What to produce » Retype all of the data that follows, line for line.
= = = = = = =
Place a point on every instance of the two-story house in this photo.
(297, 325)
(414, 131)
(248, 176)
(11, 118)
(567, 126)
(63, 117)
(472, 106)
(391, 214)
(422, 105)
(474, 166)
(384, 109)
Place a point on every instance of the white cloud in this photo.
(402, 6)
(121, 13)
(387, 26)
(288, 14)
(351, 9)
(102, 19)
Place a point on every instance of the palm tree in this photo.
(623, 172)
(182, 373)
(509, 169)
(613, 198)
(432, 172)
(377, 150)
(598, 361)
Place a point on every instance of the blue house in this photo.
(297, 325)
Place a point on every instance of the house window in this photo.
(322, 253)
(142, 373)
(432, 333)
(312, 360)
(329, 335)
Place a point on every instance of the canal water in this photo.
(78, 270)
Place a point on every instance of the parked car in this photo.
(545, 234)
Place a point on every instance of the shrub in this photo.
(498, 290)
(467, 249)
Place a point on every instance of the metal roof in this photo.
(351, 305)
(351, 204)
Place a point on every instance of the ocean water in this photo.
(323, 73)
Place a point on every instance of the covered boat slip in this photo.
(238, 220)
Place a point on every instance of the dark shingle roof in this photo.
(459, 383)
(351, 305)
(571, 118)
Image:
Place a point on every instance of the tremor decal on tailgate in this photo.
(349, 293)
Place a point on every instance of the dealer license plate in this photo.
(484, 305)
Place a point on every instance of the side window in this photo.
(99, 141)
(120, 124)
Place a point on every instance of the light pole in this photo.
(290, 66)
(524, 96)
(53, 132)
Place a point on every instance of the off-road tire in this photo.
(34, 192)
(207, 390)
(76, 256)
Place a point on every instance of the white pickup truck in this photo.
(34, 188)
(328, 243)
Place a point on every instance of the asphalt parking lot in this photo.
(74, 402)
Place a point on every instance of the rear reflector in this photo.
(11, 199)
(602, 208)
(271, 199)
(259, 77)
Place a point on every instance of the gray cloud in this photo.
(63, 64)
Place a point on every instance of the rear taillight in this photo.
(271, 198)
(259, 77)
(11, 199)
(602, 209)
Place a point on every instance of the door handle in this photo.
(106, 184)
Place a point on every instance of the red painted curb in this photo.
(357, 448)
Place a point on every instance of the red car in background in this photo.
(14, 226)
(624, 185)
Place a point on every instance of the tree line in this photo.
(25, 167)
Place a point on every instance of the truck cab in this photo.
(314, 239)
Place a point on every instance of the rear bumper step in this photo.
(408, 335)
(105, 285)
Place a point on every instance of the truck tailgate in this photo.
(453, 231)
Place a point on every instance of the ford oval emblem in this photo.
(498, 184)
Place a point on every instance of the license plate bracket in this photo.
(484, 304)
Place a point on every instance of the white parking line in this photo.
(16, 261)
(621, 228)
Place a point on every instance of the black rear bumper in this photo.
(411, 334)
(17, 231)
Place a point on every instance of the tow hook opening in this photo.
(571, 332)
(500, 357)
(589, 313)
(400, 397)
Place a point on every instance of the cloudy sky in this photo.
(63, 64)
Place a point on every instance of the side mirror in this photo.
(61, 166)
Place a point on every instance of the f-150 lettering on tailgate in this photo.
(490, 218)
= = = = = = =
Response for this exercise »
Place a point on every instance of the two-story house in this photo.
(297, 325)
(414, 131)
(248, 176)
(11, 118)
(567, 126)
(63, 117)
(472, 106)
(391, 214)
(422, 105)
(474, 166)
(384, 109)
Place a point on every instance of the white cloud in this photo.
(402, 6)
(121, 13)
(387, 26)
(288, 14)
(351, 9)
(102, 19)
Place a point on every instance of the palm tree in this photo.
(623, 172)
(182, 373)
(509, 169)
(613, 198)
(432, 172)
(377, 150)
(598, 361)
Place a point on every instance of the blue house in this photo.
(297, 325)
Place a point on every instance of the house window in this photo.
(322, 253)
(142, 373)
(432, 333)
(312, 360)
(329, 335)
Place a point on every instance of the canal water in this photo.
(78, 270)
Place a point on every instance of the parked car in this photo.
(545, 234)
Place a point on every instance of the shrub in this photo.
(498, 290)
(467, 249)
Place a point on every instance of the metal roof in this photo.
(351, 305)
(351, 204)
Place a point on every instance of the ocean water in this photo.
(323, 73)
Place a point on every instance of the covered boat slip in this photo.
(238, 220)
Place a point on every instance of the dark shingle roof in this photo.
(459, 383)
(351, 305)
(571, 118)
Image:
Place a point on every instance of the tremor decal on tailgate in this photo.
(349, 293)
Place a point on every instance of the dealer license plate in this photo.
(484, 305)
Place a point on every instance of the side window in this photo.
(99, 141)
(120, 124)
Place a point on every instance of the light pole in this photo.
(290, 66)
(524, 96)
(53, 132)
Place a point on every instance of the off-road tire in this photo.
(34, 192)
(207, 390)
(76, 256)
Place a point on every instance of the white pickup truck in this photo.
(34, 188)
(328, 243)
Place a point on every instance of the asphalt parking lot in this photo.
(74, 402)
Place a point on every instance of the rear reflector in this photo.
(11, 199)
(602, 208)
(271, 199)
(259, 77)
Place a point on every instance of the gray cloud in this photo.
(63, 64)
Place a point on every instance of the rear taillight in this photo.
(271, 198)
(259, 77)
(11, 199)
(602, 209)
Place a point on every instance of the door handle in this photo.
(106, 184)
Place a point on every instance of the red painted curb in this photo.
(357, 448)
Place a point on every instance of the red car in background in this photo.
(14, 226)
(624, 185)
Place a point on every instance of the tree line in this photo.
(25, 167)
Place a point on every instance of the truck cab in this photo.
(314, 239)
Place a point on every instance of the rear bumper step in this photo.
(408, 335)
(105, 285)
Place a point on every instance of the truck tailgate in this photo.
(453, 231)
Place a point on every instance of the ford oval emblem in this photo.
(498, 184)
Place a point on every instance of the license plate bracket in this photo.
(484, 304)
Place a point on every instance of the white parking line in this photo.
(16, 261)
(621, 228)
Place a point on every instance of the black rear bumper in this photo.
(411, 334)
(17, 231)
Place a point on every instance of the tow hook opening in this photo.
(571, 332)
(500, 357)
(589, 313)
(400, 397)
Place a point on every instance of the cloudy sky in this photo.
(63, 64)
Place a point on every instance of the side mirror in this photo.
(61, 166)
Place a point on every instance of the f-150 lettering on tailgate in this photo.
(490, 218)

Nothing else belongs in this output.